Records of labeled points
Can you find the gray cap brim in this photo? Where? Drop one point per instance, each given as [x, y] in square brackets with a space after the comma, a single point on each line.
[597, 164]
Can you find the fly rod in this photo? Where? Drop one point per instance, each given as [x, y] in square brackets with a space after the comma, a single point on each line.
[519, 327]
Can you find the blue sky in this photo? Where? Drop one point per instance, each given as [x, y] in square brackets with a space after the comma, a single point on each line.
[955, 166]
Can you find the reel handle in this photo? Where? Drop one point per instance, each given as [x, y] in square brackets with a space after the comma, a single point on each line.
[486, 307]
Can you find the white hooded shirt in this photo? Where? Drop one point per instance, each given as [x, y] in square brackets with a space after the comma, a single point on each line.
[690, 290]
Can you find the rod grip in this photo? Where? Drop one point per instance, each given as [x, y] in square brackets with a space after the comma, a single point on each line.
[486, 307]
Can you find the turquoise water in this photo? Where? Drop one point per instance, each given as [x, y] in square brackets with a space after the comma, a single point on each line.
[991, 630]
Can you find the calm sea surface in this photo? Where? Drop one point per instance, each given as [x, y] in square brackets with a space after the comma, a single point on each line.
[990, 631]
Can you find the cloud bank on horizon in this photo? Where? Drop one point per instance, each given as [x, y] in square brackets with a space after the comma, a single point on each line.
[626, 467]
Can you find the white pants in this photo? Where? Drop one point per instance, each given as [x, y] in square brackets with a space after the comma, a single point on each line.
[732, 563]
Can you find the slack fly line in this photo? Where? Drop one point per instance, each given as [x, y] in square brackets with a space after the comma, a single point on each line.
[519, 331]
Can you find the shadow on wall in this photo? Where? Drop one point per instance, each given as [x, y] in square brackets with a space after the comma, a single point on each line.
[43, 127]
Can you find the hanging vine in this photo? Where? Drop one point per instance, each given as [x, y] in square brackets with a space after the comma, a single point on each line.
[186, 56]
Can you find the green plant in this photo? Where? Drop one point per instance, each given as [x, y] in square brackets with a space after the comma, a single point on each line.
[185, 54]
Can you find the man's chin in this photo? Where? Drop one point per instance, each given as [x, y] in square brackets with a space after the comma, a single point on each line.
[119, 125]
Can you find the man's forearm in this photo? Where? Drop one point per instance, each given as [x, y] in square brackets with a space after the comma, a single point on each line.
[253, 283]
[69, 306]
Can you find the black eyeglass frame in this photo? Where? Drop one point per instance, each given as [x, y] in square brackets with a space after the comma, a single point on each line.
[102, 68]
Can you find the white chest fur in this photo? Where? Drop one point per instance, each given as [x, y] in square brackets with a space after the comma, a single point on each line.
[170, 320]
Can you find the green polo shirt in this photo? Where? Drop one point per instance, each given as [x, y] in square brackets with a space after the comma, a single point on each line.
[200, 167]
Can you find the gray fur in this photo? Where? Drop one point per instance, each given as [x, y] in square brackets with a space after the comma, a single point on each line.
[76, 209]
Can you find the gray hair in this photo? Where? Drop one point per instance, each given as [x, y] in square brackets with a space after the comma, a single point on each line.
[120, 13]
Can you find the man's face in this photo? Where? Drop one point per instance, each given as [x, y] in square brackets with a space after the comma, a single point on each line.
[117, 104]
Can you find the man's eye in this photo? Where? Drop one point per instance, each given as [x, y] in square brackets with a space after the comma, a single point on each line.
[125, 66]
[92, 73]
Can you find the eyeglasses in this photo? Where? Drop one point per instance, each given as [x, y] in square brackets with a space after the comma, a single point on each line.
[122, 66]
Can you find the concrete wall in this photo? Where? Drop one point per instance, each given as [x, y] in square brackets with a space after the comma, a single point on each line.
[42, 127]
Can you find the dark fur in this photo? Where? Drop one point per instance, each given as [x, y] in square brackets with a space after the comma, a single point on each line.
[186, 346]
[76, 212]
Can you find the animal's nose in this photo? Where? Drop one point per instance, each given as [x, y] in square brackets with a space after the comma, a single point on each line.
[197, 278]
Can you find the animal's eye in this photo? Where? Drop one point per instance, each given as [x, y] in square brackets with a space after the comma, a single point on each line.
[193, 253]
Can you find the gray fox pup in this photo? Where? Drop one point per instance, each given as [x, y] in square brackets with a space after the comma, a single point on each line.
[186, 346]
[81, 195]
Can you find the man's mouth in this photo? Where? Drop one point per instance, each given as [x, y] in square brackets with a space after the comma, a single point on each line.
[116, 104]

Work to do:
Can you output the part of the records that opens with the line containing "Can you find the man's mouth" and closes with the last line of the records as a JSON list of strings, one string per line with blank lines omitted?

Right answer:
[
  "Can you find the man's mouth in this photo? Where? Drop one point per instance, each given as [x, y] in square brackets with a space after the comma, a single point on each line.",
  "[116, 104]"
]